* _QUESTIONS_:
(a) According to the article on Lucy Ridge, in what year did she move to Jonai Farms and Meatsmiths?
(b) Transcribe the article on Lucy Ridge from "Seeking a New" to "and farm hands.".
(c) Go on with the article on Lucy Ridge, starting right after its final sentence.

* _SELECTED EXTRACT_:
====================
Lucy Ridge embarked on her culinary journey as a passionate 15-year-old in Canberra, inspired by television chefs like Jamie Oliver and Nigella Lawson. She eagerly pursued an apprenticeship, spending her days off cooking elaborate meals for friends. However, over a 12-year career, her enthusiasm was eroded by a series of toxic workplaces, bullying bosses, and exhausting hours. Cooking at home became a chore, often replaced by simple meals eaten on the kitchen floor.
The Breaking Point and a Pandemic Reset
Ridge describes her exit from professional kitchens not as a single event but as a death by a thousand cuts. The hospitality industry, she notes, can be anything but hospitable to its workers, draining their time, energy, and passion. The COVID-19 pandemic forced a hard reset, allowing her to step back and reassess her life. She realised she was deeply unhappy but still loved food, believing that happiness lay in reconnecting with her culinary roots.
Seeking a New Path in Regional Victoria
Determined to rediscover her passion, Ridge sought internships outside traditional kitchens, focusing on women-led ventures in food production. Her journey began with an artisan cheese maker in New South Wales, but she yearned for more immersive experiences. In 2021, she moved to Jonai Farms and Meatsmiths, a pastured pig farm in regional Victoria, where pigs are raised outdoors and butchered on-site.
Accommodated in a converted shipping container, Ridge found the farmhouse kitchen a stark contrast to the sterile, stainless-steel environments of her past. It featured a large stove, butcher’s block island, and cast iron pans, fostering a warm, communal atmosphere. Meals were organised by rota among the farm’s residents, including owners Tammi and Stuart, their teenager, another intern, and farm hands.
====================
* _EXTRACTED ENTRIES_:
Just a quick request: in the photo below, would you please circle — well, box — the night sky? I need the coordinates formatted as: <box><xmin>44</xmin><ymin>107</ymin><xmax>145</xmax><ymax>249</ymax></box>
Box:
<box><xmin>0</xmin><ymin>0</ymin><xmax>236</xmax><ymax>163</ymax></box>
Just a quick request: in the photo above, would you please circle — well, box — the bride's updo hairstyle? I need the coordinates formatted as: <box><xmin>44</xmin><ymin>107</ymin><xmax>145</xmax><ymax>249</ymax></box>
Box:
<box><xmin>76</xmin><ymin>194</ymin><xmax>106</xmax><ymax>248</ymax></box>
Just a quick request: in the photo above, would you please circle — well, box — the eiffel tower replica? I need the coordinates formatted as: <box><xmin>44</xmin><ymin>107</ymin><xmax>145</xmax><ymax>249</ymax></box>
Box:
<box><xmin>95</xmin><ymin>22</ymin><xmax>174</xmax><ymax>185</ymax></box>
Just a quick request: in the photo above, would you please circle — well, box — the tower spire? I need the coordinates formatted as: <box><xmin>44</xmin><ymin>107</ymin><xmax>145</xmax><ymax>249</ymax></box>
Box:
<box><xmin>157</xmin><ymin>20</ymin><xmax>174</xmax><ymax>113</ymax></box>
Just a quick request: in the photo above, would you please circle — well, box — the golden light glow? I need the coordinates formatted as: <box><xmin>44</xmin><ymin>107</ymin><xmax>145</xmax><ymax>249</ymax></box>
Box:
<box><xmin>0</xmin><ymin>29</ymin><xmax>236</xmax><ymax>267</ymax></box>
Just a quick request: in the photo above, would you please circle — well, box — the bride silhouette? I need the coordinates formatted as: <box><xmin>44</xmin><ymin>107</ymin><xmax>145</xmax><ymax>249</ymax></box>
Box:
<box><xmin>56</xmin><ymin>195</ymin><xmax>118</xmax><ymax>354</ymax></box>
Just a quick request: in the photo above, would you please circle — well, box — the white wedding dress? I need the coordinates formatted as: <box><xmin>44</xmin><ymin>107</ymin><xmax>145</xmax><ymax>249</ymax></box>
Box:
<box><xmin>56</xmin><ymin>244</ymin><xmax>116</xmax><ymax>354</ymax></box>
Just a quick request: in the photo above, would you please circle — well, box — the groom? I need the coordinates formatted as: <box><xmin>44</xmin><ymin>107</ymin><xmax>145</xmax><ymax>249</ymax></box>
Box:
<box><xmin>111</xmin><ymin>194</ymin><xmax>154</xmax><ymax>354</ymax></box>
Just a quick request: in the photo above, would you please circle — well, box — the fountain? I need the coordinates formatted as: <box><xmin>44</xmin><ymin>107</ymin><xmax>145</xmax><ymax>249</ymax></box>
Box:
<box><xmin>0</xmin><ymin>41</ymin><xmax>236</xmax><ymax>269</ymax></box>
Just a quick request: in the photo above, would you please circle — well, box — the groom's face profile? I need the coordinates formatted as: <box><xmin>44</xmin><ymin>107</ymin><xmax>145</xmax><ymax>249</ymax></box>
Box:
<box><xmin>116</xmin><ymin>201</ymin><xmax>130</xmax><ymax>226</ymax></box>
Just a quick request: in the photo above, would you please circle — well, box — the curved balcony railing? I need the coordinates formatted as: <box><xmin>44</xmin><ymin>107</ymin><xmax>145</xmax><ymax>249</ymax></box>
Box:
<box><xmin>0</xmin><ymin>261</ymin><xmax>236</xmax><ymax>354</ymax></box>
====================
* _RESPONSES TO THE TASKS_:
(a) 2021

(b)
Seeking a New Path in Regional Victoria
Determined to rediscover her passion, Ridge sought internships outside traditional kitchens, focusing on women-led ventures in food production. Her journey began with an artisan cheese maker in New South Wales, but she yearned for more immersive experiences. In 2021, she moved to Jonai Farms and Meatsmiths, a pastured pig farm in regional Victoria, where pigs are raised outdoors and butchered on-site.
Accommodated in a converted shipping container, Ridge found the farmhouse kitchen a stark contrast to the sterile, stainless-steel environments of her past. It featured a large stove, butcher’s block island, and cast iron pans, fostering a warm, communal atmosphere. Meals were organised by rota among the farm’s residents, including owners Tammi and Stuart, their teenager, another intern, and farm hands.

(c)
Rediscovering Joy Through Community and Produce
Despite being a pig farm, meals were often vegetable-based, emphasising a philosophy of eating better meat less often. Dishes included local pine mushrooms in buttered pasta, lentil soups, and roast potatoes cooked in pork fat, served family-style with homemade condiments like kimchi and fermented garlic. Ridge highlights how eating together became a cherished ritual, unlike the hurried staff meals in restaurants where she felt overworked and disconnected.
She felt connected and nourished by tracing produce from paddock to plate, picking fresh vegetables from the garden, and cooking with enthusiasm. Tasks like making puff pastry from scratch became meditative, and she relished serving dishes like an onion tart to friends, recapturing the joy she felt as a teenage apprentice. This experience, she says, felt like a homecoming, restoring her love for cooking through community and sustainable practices.
Lucy Ridge’s story is detailed in her book Fed Up, published by Monash University Press, offering insights into overcoming burnout in the hospitality industry.